### [Exercise requirements]
List all lines of the data that include the string "teeth".

Dataset items
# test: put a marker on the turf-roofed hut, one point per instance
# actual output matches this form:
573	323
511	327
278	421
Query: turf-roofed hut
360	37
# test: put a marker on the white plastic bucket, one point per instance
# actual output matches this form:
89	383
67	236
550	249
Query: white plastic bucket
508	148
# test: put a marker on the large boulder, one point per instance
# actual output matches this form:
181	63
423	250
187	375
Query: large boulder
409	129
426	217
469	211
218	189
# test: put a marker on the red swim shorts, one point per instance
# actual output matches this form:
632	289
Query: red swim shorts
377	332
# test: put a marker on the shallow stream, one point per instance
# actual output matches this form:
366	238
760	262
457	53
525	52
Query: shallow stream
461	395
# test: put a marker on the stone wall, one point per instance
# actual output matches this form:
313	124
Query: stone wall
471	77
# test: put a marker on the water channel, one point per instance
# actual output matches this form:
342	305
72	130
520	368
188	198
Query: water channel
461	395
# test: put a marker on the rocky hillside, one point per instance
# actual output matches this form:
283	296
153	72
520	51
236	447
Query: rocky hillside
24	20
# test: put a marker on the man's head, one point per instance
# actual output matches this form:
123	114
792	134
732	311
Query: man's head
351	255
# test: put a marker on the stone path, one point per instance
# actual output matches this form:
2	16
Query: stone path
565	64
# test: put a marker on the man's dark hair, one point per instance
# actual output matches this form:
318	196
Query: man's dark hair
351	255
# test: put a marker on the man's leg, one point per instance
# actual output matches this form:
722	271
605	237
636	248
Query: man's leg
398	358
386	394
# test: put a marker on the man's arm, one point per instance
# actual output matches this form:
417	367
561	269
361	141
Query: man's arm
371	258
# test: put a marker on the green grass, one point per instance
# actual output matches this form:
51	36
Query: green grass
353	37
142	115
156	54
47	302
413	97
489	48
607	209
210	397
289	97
...
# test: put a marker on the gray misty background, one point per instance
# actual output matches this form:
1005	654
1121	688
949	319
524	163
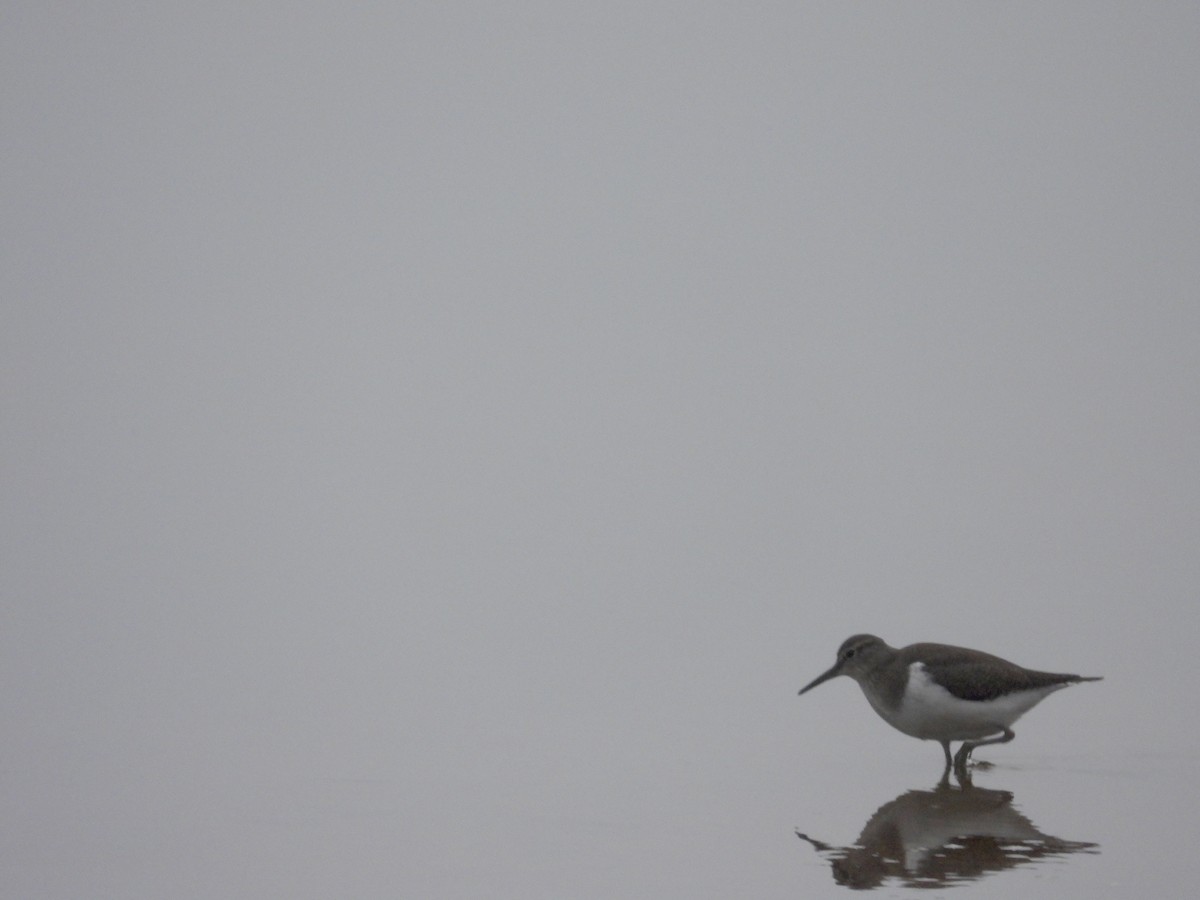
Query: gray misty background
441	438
...
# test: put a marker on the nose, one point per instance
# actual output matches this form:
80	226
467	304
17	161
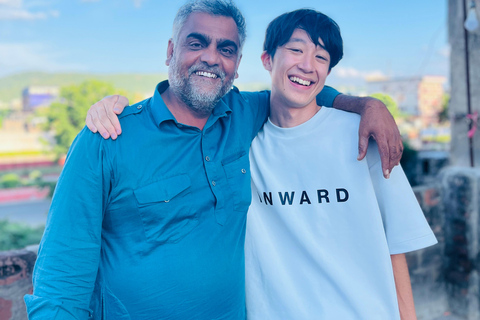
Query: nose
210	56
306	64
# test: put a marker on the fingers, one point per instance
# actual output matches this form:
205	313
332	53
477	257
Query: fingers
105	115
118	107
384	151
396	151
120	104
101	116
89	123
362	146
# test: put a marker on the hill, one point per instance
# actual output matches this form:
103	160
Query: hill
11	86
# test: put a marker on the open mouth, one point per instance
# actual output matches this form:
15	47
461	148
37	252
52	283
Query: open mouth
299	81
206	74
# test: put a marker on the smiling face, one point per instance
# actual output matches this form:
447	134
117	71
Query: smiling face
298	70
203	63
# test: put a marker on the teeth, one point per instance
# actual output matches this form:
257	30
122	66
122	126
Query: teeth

### [Output for this exercise]
# test: put a marker on the teeth, one point per instance
Query: teeth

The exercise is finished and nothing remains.